### Given problem
Repeat every line exactly, keeping the pictures out of the copy.

----

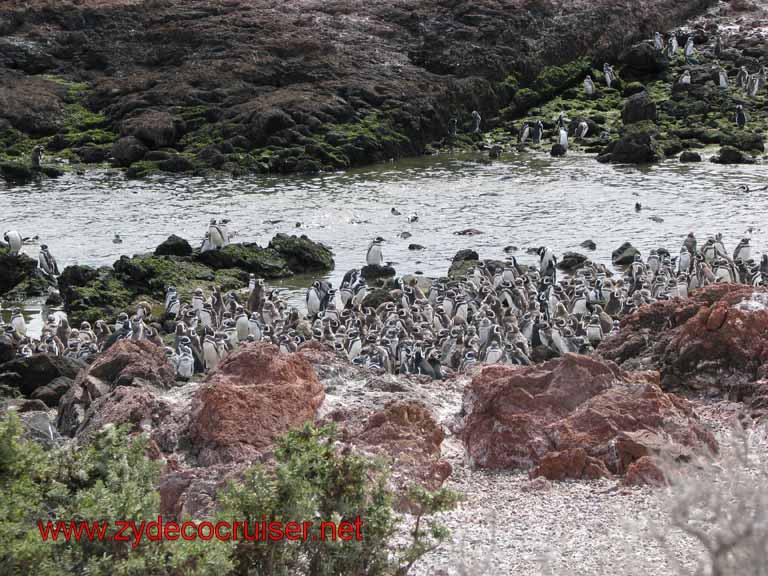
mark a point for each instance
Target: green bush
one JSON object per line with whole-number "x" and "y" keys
{"x": 112, "y": 479}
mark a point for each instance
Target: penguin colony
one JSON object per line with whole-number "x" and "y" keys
{"x": 494, "y": 314}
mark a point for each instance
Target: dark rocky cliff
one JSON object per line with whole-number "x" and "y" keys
{"x": 284, "y": 86}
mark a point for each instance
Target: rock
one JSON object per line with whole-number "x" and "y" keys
{"x": 264, "y": 262}
{"x": 576, "y": 417}
{"x": 155, "y": 129}
{"x": 302, "y": 254}
{"x": 176, "y": 164}
{"x": 688, "y": 156}
{"x": 571, "y": 261}
{"x": 14, "y": 269}
{"x": 642, "y": 59}
{"x": 38, "y": 427}
{"x": 731, "y": 155}
{"x": 557, "y": 150}
{"x": 128, "y": 150}
{"x": 407, "y": 437}
{"x": 41, "y": 370}
{"x": 632, "y": 88}
{"x": 637, "y": 108}
{"x": 141, "y": 364}
{"x": 372, "y": 271}
{"x": 174, "y": 246}
{"x": 636, "y": 146}
{"x": 52, "y": 392}
{"x": 283, "y": 388}
{"x": 624, "y": 254}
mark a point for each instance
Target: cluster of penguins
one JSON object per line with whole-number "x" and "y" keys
{"x": 497, "y": 312}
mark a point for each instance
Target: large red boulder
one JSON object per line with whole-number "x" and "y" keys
{"x": 575, "y": 417}
{"x": 257, "y": 394}
{"x": 717, "y": 340}
{"x": 139, "y": 364}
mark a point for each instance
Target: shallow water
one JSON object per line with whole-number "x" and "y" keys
{"x": 526, "y": 200}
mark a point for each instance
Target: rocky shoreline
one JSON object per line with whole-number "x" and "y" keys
{"x": 254, "y": 91}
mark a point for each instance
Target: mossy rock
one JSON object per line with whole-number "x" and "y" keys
{"x": 302, "y": 254}
{"x": 252, "y": 258}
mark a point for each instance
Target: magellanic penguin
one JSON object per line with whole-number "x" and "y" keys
{"x": 47, "y": 262}
{"x": 374, "y": 257}
{"x": 589, "y": 86}
{"x": 741, "y": 116}
{"x": 14, "y": 241}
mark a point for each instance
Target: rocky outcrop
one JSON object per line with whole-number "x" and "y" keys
{"x": 138, "y": 364}
{"x": 282, "y": 387}
{"x": 714, "y": 342}
{"x": 408, "y": 438}
{"x": 576, "y": 417}
{"x": 30, "y": 375}
{"x": 317, "y": 96}
{"x": 637, "y": 108}
{"x": 174, "y": 246}
{"x": 14, "y": 269}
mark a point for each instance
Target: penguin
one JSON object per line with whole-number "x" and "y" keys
{"x": 14, "y": 242}
{"x": 476, "y": 119}
{"x": 36, "y": 159}
{"x": 589, "y": 86}
{"x": 374, "y": 256}
{"x": 743, "y": 251}
{"x": 658, "y": 42}
{"x": 523, "y": 133}
{"x": 314, "y": 299}
{"x": 609, "y": 74}
{"x": 741, "y": 117}
{"x": 17, "y": 322}
{"x": 689, "y": 50}
{"x": 216, "y": 238}
{"x": 47, "y": 262}
{"x": 538, "y": 132}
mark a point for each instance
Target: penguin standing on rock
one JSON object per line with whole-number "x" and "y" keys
{"x": 47, "y": 262}
{"x": 374, "y": 257}
{"x": 14, "y": 241}
{"x": 741, "y": 116}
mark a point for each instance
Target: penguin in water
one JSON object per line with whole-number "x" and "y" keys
{"x": 538, "y": 132}
{"x": 37, "y": 158}
{"x": 476, "y": 119}
{"x": 609, "y": 74}
{"x": 589, "y": 86}
{"x": 581, "y": 130}
{"x": 14, "y": 241}
{"x": 741, "y": 116}
{"x": 374, "y": 256}
{"x": 524, "y": 132}
{"x": 47, "y": 262}
{"x": 689, "y": 50}
{"x": 742, "y": 78}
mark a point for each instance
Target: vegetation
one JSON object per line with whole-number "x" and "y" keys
{"x": 112, "y": 479}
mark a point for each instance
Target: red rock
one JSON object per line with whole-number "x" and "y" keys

----

### Final answer
mark a point for each instance
Target: green bush
one JSON object per line with whole-number "x" and "y" keys
{"x": 112, "y": 479}
mark a point for each instance
Target: penguin colony
one JSON object per line with whole-number "x" and "y" keys
{"x": 494, "y": 314}
mark a point for each instance
Target: dark rocky cliff
one JSON object per line with whole-number "x" and "y" keys
{"x": 284, "y": 86}
mark a point for each instance
Target: rock
one JSON object per line with whole-number "x" and "y" keys
{"x": 264, "y": 262}
{"x": 576, "y": 417}
{"x": 155, "y": 129}
{"x": 302, "y": 254}
{"x": 176, "y": 164}
{"x": 688, "y": 156}
{"x": 571, "y": 261}
{"x": 14, "y": 269}
{"x": 642, "y": 59}
{"x": 38, "y": 427}
{"x": 731, "y": 155}
{"x": 557, "y": 150}
{"x": 128, "y": 150}
{"x": 407, "y": 437}
{"x": 41, "y": 370}
{"x": 632, "y": 88}
{"x": 637, "y": 108}
{"x": 141, "y": 364}
{"x": 372, "y": 271}
{"x": 174, "y": 246}
{"x": 636, "y": 146}
{"x": 52, "y": 392}
{"x": 283, "y": 388}
{"x": 624, "y": 254}
mark a point for each instance
Target: cluster of penguins
one JSON object per line with whole-number "x" and "y" keys
{"x": 497, "y": 312}
mark a point for each instance
Target: large red boulder
one JSON object per line with whole-number "x" and "y" keys
{"x": 575, "y": 417}
{"x": 257, "y": 394}
{"x": 717, "y": 340}
{"x": 139, "y": 364}
mark a point for each instance
Target: shallow water
one JSON object per line with whole-number "x" and "y" keys
{"x": 526, "y": 200}
mark a point for each instance
Target: rocky shoreline
one JSON object per line with whole-number "x" and "y" keys
{"x": 254, "y": 91}
mark a point for each instance
Target: mossy rock
one JSON object per line with whole-number "x" and "y" keys
{"x": 302, "y": 254}
{"x": 252, "y": 258}
mark a point for each instance
Target: magellanic penguin
one JSON object per line with whole-number "x" and "y" keys
{"x": 47, "y": 262}
{"x": 374, "y": 257}
{"x": 589, "y": 86}
{"x": 741, "y": 116}
{"x": 14, "y": 241}
mark a point for each instance
Target: rocky outcrop
one JSON object per line with whole-number "x" and "y" keys
{"x": 138, "y": 364}
{"x": 282, "y": 387}
{"x": 714, "y": 342}
{"x": 408, "y": 438}
{"x": 576, "y": 417}
{"x": 30, "y": 375}
{"x": 317, "y": 96}
{"x": 637, "y": 108}
{"x": 174, "y": 246}
{"x": 14, "y": 269}
mark a point for each instance
Target: penguin
one JSON object per line with whole-number "x" and "y" keys
{"x": 14, "y": 242}
{"x": 476, "y": 119}
{"x": 36, "y": 159}
{"x": 589, "y": 86}
{"x": 374, "y": 256}
{"x": 743, "y": 251}
{"x": 658, "y": 42}
{"x": 523, "y": 133}
{"x": 314, "y": 299}
{"x": 609, "y": 74}
{"x": 741, "y": 117}
{"x": 17, "y": 322}
{"x": 689, "y": 50}
{"x": 216, "y": 238}
{"x": 47, "y": 262}
{"x": 538, "y": 132}
mark a point for each instance
Target: penguin standing on rock
one JSON object per line with whole-number "x" and "y" keys
{"x": 47, "y": 262}
{"x": 374, "y": 257}
{"x": 14, "y": 241}
{"x": 741, "y": 116}
mark a point for each instance
Target: penguin in water
one JSON object per line with whole-number "x" and "y" keys
{"x": 538, "y": 132}
{"x": 37, "y": 158}
{"x": 476, "y": 119}
{"x": 609, "y": 74}
{"x": 589, "y": 86}
{"x": 581, "y": 130}
{"x": 14, "y": 241}
{"x": 741, "y": 116}
{"x": 374, "y": 256}
{"x": 524, "y": 132}
{"x": 47, "y": 262}
{"x": 689, "y": 50}
{"x": 742, "y": 78}
mark a point for each instance
Target: vegetation
one JSON object per line with whole-number "x" and "y" keys
{"x": 112, "y": 479}
mark a point for each instance
Target: red rock
one JSON object per line with whole-number "x" and "y" keys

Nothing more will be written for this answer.